▼▼▼
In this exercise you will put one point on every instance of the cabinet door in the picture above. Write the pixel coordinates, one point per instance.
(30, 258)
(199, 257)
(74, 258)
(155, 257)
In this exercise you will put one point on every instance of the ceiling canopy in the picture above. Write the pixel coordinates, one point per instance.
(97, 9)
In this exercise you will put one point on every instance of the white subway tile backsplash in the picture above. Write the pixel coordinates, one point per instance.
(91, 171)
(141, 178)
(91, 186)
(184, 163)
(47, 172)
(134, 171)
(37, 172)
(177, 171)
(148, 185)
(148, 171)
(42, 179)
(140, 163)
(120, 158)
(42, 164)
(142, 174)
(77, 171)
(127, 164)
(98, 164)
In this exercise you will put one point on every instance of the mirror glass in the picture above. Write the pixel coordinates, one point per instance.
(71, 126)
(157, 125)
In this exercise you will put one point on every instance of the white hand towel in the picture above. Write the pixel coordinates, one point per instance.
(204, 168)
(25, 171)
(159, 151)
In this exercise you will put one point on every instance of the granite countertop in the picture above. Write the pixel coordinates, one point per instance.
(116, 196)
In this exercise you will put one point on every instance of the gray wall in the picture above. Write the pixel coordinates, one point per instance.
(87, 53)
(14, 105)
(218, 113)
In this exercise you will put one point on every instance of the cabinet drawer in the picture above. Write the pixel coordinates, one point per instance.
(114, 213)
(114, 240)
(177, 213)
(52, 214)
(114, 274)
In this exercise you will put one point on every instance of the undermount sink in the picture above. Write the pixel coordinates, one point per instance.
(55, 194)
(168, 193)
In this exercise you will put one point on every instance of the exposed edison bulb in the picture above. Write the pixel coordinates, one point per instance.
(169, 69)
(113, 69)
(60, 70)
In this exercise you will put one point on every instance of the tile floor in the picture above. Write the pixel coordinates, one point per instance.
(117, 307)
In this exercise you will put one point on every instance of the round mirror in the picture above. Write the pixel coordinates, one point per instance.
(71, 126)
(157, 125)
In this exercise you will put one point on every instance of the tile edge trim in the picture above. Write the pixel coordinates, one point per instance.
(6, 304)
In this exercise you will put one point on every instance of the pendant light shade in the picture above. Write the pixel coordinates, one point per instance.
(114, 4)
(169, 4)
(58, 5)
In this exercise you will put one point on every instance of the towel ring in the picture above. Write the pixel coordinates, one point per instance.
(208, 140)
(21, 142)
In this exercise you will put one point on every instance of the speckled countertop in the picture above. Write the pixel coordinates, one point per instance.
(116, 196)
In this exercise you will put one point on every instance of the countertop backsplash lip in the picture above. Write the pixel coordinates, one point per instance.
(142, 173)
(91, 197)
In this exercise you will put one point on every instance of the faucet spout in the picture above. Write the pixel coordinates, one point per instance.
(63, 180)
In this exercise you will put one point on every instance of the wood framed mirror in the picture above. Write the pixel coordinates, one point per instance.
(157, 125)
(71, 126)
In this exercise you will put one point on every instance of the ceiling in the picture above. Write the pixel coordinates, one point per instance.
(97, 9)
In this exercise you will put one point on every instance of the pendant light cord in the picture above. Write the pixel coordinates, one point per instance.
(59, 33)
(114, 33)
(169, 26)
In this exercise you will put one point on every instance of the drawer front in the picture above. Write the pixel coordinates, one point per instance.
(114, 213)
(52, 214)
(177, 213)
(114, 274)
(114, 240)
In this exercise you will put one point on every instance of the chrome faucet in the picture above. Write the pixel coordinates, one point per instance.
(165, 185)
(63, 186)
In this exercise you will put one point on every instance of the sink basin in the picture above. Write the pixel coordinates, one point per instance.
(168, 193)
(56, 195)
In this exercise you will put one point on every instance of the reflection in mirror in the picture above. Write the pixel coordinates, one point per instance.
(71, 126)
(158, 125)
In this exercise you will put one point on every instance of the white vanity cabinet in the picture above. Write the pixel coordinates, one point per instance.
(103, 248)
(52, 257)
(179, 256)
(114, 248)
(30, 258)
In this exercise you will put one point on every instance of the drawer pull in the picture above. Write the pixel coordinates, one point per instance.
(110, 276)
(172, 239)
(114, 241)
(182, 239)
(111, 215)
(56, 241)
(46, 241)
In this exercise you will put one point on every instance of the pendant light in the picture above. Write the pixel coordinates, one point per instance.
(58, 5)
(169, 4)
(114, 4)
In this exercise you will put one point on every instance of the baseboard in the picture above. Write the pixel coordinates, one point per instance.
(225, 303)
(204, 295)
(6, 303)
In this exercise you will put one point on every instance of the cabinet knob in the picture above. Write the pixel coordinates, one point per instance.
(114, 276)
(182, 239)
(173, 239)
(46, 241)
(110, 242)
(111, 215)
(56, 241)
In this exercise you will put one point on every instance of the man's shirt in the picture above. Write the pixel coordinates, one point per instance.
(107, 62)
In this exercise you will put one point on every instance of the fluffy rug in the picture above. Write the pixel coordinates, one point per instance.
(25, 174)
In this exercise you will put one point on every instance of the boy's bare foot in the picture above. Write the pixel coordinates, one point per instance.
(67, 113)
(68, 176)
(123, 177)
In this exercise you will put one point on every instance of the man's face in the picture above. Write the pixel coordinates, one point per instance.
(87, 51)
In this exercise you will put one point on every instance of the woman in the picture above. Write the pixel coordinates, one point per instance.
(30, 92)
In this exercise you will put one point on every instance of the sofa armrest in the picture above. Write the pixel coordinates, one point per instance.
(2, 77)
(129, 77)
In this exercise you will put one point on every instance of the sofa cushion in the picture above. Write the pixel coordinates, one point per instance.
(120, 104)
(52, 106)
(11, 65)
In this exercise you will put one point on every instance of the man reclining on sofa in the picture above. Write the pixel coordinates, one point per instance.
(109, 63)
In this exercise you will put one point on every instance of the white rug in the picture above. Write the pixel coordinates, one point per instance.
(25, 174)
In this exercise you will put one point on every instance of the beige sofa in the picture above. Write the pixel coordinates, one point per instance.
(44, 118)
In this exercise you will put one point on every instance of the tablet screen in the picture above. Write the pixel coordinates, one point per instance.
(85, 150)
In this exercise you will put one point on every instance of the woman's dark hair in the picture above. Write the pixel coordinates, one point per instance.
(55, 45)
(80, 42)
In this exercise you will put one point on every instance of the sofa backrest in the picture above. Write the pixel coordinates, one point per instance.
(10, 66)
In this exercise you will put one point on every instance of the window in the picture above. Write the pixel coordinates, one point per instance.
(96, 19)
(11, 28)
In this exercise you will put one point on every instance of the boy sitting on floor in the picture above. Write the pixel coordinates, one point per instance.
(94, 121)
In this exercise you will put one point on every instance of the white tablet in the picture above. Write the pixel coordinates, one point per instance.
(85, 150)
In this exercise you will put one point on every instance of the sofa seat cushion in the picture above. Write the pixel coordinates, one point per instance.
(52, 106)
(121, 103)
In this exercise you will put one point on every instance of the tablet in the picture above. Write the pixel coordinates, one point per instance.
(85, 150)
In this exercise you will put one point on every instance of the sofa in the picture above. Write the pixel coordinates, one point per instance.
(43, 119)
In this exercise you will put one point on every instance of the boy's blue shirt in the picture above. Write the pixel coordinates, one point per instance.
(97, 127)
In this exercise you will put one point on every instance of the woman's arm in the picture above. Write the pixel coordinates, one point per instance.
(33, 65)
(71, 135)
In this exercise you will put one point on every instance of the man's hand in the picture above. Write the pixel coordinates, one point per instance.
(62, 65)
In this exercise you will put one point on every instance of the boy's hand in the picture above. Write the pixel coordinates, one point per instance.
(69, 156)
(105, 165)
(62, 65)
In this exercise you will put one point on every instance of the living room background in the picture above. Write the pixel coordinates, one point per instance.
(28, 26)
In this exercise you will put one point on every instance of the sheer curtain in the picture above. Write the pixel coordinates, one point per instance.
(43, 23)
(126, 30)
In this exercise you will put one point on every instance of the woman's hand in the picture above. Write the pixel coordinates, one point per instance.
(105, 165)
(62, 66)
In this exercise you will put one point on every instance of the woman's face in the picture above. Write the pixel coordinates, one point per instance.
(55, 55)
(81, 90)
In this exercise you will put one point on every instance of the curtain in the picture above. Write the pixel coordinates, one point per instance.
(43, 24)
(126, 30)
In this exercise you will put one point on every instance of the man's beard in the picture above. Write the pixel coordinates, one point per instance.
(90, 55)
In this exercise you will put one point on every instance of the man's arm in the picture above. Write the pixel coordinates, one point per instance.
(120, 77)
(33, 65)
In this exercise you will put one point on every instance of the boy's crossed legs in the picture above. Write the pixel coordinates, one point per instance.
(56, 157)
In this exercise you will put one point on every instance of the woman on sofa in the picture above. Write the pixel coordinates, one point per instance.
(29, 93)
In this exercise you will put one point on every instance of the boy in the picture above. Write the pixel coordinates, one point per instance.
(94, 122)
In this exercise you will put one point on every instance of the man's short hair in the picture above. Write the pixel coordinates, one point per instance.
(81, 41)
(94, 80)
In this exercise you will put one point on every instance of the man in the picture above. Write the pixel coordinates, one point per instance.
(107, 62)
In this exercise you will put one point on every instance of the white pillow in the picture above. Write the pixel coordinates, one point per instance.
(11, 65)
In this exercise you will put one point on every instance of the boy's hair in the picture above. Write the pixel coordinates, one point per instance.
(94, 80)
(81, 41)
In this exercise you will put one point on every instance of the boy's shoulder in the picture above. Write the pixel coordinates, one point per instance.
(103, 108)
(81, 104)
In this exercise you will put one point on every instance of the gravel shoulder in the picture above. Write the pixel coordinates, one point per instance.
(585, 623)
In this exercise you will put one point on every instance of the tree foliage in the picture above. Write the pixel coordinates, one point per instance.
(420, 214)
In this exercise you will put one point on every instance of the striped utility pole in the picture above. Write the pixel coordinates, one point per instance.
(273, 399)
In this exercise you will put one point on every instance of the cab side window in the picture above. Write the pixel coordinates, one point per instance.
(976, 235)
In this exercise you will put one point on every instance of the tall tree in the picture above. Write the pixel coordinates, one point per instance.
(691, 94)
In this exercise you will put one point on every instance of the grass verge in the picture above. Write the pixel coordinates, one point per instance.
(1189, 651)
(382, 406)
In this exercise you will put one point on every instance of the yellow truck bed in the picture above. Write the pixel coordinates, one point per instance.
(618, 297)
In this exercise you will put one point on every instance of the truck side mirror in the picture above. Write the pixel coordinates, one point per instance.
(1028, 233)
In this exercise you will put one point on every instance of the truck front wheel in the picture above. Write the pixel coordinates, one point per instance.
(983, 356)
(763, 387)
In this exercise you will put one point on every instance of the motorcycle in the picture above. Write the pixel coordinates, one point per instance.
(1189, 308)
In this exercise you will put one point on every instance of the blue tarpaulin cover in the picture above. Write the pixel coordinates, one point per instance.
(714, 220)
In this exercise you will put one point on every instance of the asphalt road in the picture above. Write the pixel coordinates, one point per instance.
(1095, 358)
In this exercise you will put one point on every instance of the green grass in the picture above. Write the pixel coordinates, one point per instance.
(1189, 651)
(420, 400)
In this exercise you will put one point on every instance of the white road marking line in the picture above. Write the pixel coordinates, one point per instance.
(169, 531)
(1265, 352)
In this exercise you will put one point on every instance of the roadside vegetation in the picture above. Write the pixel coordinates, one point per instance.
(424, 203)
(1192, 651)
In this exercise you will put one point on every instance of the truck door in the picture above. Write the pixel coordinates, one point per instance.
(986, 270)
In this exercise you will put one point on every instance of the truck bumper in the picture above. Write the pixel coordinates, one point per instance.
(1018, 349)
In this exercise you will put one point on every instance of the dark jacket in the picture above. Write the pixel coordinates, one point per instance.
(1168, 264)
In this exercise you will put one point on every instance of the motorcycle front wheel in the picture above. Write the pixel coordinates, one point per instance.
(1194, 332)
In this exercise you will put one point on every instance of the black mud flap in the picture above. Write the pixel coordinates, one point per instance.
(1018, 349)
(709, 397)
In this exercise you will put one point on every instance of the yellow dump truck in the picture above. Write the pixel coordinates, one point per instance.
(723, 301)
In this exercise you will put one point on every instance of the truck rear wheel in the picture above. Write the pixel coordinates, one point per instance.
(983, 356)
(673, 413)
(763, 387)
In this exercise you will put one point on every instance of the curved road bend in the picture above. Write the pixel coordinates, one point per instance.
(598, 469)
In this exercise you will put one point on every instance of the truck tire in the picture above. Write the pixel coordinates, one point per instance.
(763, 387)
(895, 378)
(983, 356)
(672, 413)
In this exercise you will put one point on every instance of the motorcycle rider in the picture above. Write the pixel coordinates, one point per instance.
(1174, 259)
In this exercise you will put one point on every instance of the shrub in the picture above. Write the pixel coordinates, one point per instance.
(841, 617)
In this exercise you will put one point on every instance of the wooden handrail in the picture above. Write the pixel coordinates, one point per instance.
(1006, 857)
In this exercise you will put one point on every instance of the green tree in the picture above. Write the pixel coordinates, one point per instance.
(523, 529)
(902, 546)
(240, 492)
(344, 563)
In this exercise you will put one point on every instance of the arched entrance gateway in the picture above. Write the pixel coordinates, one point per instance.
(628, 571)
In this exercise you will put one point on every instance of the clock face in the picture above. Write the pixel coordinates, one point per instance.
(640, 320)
▲▲▲
> WHAT THE EXERCISE ASKS
Nothing but the lines from the line with "of the shrub" to the last line of the listing above should appear; please retype them exactly, both ends included.

> RESULT OF THIS TASK
In this exercise you will put one point on every instance of the shrub in the picture above. Write the pixel coordinates, one point per instance.
(841, 617)
In this exercise you will put one point on every instance of the wooden handrail in the picture above. Write the pixel coordinates, one point per instance.
(1006, 857)
In this exercise you will put one point on every instance of the green tree in the picture above. Write the pixel coordinates, one point per instance.
(523, 529)
(902, 546)
(240, 492)
(344, 563)
In this exercise you will put one point on every instance of the arched entrance gateway in the picture above. Write the pixel coordinates, one point per instance.
(628, 571)
In this exercise you will put one point on every instance of the clock face in the picture above. Write the pixel coordinates, one point per instance.
(640, 320)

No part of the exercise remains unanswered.